### REQUIRED WORK
List every line of the items below that contains the word "blue".

□ □ □ □ □

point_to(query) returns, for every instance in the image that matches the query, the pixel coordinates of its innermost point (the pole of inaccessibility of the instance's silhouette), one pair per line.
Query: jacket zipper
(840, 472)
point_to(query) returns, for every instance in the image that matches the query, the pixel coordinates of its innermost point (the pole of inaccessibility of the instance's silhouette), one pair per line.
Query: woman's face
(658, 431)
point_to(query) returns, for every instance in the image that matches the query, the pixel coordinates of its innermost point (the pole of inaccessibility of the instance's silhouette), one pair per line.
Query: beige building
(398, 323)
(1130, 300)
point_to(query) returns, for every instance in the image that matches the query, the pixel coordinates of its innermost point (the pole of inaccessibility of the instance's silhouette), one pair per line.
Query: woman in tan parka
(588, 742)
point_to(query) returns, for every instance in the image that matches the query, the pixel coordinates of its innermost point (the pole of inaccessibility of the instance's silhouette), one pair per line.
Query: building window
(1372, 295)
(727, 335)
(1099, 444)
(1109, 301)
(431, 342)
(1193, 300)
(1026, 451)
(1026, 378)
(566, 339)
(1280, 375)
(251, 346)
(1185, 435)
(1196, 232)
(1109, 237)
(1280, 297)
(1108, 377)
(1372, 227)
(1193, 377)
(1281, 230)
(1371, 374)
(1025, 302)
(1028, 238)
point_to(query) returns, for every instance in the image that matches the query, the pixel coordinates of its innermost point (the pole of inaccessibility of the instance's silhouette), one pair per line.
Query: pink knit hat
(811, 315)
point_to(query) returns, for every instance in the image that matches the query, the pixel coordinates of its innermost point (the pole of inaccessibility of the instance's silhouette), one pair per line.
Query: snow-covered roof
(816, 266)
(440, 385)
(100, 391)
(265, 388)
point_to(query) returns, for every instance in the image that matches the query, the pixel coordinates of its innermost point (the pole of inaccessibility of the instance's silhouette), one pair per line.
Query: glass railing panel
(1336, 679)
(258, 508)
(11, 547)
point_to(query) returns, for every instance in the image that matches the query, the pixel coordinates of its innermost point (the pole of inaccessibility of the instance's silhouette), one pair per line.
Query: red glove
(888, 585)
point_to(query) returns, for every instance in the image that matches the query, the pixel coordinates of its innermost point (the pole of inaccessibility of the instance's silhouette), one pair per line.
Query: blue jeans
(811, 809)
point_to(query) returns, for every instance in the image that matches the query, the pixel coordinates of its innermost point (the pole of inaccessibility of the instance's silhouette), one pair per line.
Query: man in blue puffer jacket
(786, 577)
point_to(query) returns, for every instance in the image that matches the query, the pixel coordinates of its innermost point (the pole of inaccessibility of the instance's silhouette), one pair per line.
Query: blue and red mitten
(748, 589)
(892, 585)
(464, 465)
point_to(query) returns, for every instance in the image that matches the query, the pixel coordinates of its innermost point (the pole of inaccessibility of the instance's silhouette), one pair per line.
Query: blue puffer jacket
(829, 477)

□ □ □ □ □

### FULL ANSWER
Query: blue jeans
Query: man in blue puffer jacket
Query: blue and red mitten
Query: blue puffer jacket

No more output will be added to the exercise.